Collected data entries:

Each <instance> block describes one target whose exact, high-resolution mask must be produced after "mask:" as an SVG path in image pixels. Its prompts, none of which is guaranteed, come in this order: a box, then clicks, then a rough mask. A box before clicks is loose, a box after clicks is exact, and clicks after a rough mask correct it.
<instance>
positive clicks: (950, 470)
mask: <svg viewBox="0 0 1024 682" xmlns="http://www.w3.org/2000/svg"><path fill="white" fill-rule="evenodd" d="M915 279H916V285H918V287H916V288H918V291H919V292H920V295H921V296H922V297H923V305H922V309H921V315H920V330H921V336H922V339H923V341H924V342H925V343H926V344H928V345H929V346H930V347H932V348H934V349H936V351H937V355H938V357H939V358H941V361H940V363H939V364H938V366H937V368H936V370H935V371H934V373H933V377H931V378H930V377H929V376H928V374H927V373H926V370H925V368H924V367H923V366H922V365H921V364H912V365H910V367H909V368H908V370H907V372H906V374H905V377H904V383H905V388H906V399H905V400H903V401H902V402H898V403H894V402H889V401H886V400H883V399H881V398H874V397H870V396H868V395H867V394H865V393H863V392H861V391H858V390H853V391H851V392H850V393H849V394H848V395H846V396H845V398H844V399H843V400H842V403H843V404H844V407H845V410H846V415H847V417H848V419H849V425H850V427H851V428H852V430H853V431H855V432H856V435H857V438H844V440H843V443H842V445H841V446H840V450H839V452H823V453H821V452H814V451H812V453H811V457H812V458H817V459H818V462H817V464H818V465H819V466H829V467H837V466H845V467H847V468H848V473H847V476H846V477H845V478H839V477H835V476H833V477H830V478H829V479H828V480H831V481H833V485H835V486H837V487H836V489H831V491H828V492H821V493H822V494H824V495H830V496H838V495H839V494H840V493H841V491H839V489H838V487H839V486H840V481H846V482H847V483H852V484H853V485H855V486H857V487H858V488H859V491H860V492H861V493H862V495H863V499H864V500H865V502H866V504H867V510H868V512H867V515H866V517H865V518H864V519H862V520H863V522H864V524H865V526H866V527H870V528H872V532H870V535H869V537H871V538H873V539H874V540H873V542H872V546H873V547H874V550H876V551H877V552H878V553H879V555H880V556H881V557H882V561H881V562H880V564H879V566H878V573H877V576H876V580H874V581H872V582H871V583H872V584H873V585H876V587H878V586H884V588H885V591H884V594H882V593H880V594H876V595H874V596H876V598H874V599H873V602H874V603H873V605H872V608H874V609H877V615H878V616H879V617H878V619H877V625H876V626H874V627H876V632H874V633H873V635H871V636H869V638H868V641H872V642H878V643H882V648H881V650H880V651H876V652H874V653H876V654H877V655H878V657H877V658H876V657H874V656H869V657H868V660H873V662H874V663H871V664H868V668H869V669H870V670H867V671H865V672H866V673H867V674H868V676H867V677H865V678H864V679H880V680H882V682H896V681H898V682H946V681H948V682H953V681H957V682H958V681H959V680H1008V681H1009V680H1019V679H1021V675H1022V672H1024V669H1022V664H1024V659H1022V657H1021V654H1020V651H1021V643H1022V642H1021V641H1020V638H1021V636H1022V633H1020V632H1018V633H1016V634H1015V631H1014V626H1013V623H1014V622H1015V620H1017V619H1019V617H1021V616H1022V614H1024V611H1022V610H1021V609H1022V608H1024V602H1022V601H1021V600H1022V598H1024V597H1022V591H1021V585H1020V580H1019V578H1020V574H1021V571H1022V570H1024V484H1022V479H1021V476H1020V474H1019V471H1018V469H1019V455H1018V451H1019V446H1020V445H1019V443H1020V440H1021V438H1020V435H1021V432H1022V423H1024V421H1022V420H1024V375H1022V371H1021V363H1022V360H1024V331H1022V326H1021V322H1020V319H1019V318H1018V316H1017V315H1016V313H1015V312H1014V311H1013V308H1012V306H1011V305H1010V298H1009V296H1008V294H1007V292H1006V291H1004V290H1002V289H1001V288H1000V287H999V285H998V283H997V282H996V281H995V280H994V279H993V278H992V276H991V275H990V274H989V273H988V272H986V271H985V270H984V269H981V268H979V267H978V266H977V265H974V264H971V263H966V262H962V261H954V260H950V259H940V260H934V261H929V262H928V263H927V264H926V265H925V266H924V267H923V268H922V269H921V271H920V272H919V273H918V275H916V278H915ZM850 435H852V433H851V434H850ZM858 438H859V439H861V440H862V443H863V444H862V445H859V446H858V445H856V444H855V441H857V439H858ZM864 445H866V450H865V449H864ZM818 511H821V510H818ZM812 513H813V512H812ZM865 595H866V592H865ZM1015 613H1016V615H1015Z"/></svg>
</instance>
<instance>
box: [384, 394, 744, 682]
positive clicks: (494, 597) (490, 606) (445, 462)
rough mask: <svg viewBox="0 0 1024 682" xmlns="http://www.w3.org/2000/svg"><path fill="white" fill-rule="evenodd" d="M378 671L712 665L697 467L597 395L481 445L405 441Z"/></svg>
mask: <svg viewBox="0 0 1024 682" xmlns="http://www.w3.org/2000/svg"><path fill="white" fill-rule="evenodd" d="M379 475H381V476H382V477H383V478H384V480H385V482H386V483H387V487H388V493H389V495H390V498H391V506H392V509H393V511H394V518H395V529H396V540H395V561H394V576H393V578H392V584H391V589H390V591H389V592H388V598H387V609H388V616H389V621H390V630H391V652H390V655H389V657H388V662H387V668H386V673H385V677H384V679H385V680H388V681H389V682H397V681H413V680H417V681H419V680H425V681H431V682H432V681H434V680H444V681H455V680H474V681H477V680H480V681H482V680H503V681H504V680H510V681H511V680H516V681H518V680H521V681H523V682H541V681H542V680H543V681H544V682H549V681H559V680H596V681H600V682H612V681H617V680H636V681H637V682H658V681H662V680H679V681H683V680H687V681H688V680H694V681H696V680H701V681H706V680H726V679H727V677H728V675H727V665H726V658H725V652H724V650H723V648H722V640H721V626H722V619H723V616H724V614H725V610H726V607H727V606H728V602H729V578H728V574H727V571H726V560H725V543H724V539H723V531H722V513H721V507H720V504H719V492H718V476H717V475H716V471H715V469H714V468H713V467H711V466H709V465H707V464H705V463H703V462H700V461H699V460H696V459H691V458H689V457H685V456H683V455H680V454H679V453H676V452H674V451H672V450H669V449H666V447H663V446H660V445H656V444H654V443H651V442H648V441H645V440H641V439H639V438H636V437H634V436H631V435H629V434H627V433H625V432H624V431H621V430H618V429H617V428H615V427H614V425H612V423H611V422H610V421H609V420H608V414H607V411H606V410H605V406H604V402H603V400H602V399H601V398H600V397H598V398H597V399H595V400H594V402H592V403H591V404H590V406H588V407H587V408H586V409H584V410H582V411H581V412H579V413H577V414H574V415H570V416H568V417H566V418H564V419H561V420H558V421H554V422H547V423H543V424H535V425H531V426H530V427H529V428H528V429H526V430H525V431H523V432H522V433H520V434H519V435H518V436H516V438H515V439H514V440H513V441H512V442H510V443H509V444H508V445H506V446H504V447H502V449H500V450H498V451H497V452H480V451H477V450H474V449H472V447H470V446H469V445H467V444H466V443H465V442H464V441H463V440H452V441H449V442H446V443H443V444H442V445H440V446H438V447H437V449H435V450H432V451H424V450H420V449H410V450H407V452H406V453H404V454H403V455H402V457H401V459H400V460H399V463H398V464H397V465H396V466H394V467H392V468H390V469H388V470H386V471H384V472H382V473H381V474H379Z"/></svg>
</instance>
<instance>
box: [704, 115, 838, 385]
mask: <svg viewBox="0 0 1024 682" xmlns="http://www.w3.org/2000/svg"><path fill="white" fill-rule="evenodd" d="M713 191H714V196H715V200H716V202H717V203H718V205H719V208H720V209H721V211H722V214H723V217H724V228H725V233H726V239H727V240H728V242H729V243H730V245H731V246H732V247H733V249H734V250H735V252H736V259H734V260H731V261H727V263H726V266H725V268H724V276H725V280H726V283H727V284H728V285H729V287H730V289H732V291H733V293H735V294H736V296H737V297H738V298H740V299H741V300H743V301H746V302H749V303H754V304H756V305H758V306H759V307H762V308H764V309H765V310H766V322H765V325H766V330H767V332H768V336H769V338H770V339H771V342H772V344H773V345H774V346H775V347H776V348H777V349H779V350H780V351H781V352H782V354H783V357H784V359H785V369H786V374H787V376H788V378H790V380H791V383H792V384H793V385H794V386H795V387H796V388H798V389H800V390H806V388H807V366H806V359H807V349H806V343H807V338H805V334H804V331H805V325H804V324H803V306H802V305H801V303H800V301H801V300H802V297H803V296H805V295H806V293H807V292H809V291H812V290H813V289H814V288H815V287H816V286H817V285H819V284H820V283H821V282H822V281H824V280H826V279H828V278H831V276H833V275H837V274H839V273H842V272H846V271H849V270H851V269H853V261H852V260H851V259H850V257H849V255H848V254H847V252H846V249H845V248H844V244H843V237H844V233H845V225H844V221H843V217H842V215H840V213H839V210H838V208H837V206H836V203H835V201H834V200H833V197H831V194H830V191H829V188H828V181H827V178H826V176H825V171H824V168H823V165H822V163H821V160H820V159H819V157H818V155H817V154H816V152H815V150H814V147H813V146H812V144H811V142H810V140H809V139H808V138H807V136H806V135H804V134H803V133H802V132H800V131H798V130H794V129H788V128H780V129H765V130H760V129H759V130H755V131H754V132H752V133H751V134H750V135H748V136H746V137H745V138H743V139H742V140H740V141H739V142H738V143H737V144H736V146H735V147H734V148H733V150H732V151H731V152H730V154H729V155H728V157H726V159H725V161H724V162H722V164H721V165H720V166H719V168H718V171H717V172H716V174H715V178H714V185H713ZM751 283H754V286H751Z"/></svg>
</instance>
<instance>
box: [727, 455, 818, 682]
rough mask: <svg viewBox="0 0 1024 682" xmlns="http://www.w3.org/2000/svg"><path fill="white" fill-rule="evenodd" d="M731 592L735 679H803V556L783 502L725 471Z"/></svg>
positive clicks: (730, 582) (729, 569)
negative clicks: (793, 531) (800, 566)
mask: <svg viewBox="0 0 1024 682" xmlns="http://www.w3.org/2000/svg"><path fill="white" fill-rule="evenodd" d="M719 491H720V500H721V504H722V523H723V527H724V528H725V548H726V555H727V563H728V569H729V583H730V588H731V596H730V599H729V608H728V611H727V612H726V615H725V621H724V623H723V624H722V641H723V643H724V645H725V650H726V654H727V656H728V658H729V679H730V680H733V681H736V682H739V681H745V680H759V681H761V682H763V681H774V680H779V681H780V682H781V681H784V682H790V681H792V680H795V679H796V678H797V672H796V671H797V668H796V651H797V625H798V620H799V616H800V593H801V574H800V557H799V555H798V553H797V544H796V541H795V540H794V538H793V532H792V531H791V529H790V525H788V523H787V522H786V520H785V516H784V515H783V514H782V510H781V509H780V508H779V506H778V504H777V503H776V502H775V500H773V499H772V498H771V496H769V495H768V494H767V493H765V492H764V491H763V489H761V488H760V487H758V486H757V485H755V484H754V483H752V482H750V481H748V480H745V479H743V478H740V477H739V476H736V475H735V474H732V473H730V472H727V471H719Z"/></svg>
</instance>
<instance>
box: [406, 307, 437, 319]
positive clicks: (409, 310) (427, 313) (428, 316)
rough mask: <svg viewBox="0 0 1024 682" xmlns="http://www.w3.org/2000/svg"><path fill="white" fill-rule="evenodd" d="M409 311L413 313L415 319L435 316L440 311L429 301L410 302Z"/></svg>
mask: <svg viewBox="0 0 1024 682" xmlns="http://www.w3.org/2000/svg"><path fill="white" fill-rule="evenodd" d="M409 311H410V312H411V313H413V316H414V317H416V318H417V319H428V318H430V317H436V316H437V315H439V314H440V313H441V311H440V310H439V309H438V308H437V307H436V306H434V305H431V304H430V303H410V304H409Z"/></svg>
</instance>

WORK TO BE COMPLETED | Update the lines starting at the first line and ending at the line containing "positive clicks: (950, 470)", replacing "positive clicks" with "foreground clicks". Give only those lines, with everything else unchanged.

EXERCISE SOLUTION |
Each <instance> block describes one target whose exact, high-resolution mask must be produced after "mask:" as an SVG path in image pixels. Its prompts, none of which is guaranteed, come in this order: a box, then clicks, then a rough mask. A box before clicks is loose, a box after clicks is exact, and clicks after a rough mask correct it.
<instance>
foreground clicks: (950, 470)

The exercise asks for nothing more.